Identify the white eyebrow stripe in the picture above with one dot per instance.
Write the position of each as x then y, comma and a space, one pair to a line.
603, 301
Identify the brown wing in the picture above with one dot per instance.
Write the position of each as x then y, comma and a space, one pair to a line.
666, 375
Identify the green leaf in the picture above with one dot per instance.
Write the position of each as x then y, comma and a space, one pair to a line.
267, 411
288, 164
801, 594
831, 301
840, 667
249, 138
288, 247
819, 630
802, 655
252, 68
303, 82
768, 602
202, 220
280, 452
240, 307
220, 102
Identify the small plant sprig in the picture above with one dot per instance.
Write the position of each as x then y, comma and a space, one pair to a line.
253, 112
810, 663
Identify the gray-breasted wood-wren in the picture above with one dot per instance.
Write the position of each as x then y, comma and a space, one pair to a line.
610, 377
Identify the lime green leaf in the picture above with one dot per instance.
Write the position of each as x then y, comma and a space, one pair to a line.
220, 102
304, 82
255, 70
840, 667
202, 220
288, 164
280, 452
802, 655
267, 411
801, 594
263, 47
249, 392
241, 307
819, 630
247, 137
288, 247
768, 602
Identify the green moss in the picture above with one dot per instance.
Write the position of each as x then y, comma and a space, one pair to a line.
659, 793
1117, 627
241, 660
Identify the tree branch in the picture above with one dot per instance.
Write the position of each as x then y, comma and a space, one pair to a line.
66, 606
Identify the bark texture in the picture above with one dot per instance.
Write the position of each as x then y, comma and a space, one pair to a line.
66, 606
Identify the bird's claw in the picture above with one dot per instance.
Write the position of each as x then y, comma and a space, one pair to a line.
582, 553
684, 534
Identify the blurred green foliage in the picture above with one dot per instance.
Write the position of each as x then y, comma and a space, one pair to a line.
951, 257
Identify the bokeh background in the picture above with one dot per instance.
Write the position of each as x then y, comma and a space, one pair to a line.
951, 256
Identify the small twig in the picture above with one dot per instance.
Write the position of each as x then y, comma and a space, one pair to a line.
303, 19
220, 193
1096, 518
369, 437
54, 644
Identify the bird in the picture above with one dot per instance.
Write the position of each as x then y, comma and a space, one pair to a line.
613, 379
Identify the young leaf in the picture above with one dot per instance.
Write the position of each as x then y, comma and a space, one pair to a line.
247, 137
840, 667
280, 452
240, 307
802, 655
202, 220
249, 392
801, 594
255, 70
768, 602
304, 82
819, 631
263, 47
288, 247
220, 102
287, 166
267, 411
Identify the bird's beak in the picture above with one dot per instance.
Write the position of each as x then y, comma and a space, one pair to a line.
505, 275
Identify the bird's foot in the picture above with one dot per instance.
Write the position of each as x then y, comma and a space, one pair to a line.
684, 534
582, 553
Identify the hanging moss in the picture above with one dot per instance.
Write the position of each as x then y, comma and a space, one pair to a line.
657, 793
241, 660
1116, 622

· · ·

▶ _YOUR OBJECTIVE_: Rewrite all of the records above, putting "a single dot for each instance" wherever "one dot per instance" appears and keeping everything else the same.

▶ _TASK ANSWER_:
Identify the white eyebrow stripe in the picture above with a single dot for each instance.
Write the position of each as x then y, comma and a space, one pair to a line.
603, 301
Identify the brown wing in the picture above with a single dot for each instance.
Write the position of each as x then y, comma and a space, one pair to a line.
666, 375
Identify the green leaf in the picture above with a single dot for each instance.
Write the position of each as x then y, comma and a space, one pair to a line.
267, 411
288, 164
801, 594
831, 301
840, 667
249, 138
288, 247
819, 630
802, 655
252, 68
303, 82
768, 602
202, 220
280, 452
240, 307
220, 102
Identify the small plant sprig in the picture above with a single dot for each instance.
Write the position of each as x then y, comma and a space, one pair to a line.
253, 112
810, 663
Identify the gray-breasted wood-wren in the picture above with a single dot for each instance.
Write the position of each as x then y, comma and a space, one pair to a line.
610, 377
Identify the lime green leaf in the picture above with a single dot for each instance.
Write the position of each as x then y, comma and a space, one pair to a line.
220, 102
304, 82
255, 70
840, 667
202, 220
288, 164
280, 452
802, 655
267, 411
801, 594
263, 47
249, 392
241, 307
819, 630
247, 137
288, 247
768, 602
Identify the green moss in the picture above with a single dot for each instance.
Write the position of each as x then y, comma and a space, one pair to a line.
659, 793
1117, 627
241, 660
Identify the tree branch in the picture above with a single dot for each instance.
Write the position of each as x then y, comma and a space, one pair to a line.
66, 606
Identify the bark texture in the picture above with a single dot for each instance.
Write the position of each as x then y, comma and a space, one pair to a line.
66, 606
Identify the bird's claw in the picture above with a single dot for each instance.
Write the position of each as x then y, comma and a space, one pair to a line.
582, 553
684, 534
Identify the blurred green foliage in the picture above with a single dot for each instance.
Write the position of each as x then y, comma and a space, one pair to a line.
951, 257
Identify the bokeh background in the picture above with a single dot for each instance.
Write the position of each as x then y, comma and a space, one pair to a line.
951, 256
Identify the small twig in the picture above with a single dot for each instance.
Write the position of each as x then y, comma and a space, one pair to a line.
303, 19
220, 193
1096, 518
369, 437
54, 644
Identify the bird in the picture above with a single dot for each instance.
Write the position of each as x then y, comma and a space, one pair to a line.
613, 379
Identify the young leaf in the picture above with a single dot for each instance.
Write the position of each as x then y, comma and a space, one pair to a line.
247, 137
840, 667
280, 452
240, 307
802, 655
202, 220
249, 392
801, 594
255, 70
768, 602
304, 82
819, 631
263, 47
288, 247
220, 102
287, 166
267, 411
Identify the bird's beak in the picture above with a single dot for each instance.
Write the position of each as x then y, comma and a space, one pair to a line.
505, 275
Identify the bird's foot in the picture above with a single dot for each instance.
Write the position of each as x then y, comma and a space, one pair to a line.
684, 534
582, 553
Identify the hanging moss in the picture above with a single dot for each instance.
Write the position of each as x then y, comma and a space, one pair to a line.
657, 793
241, 660
1116, 622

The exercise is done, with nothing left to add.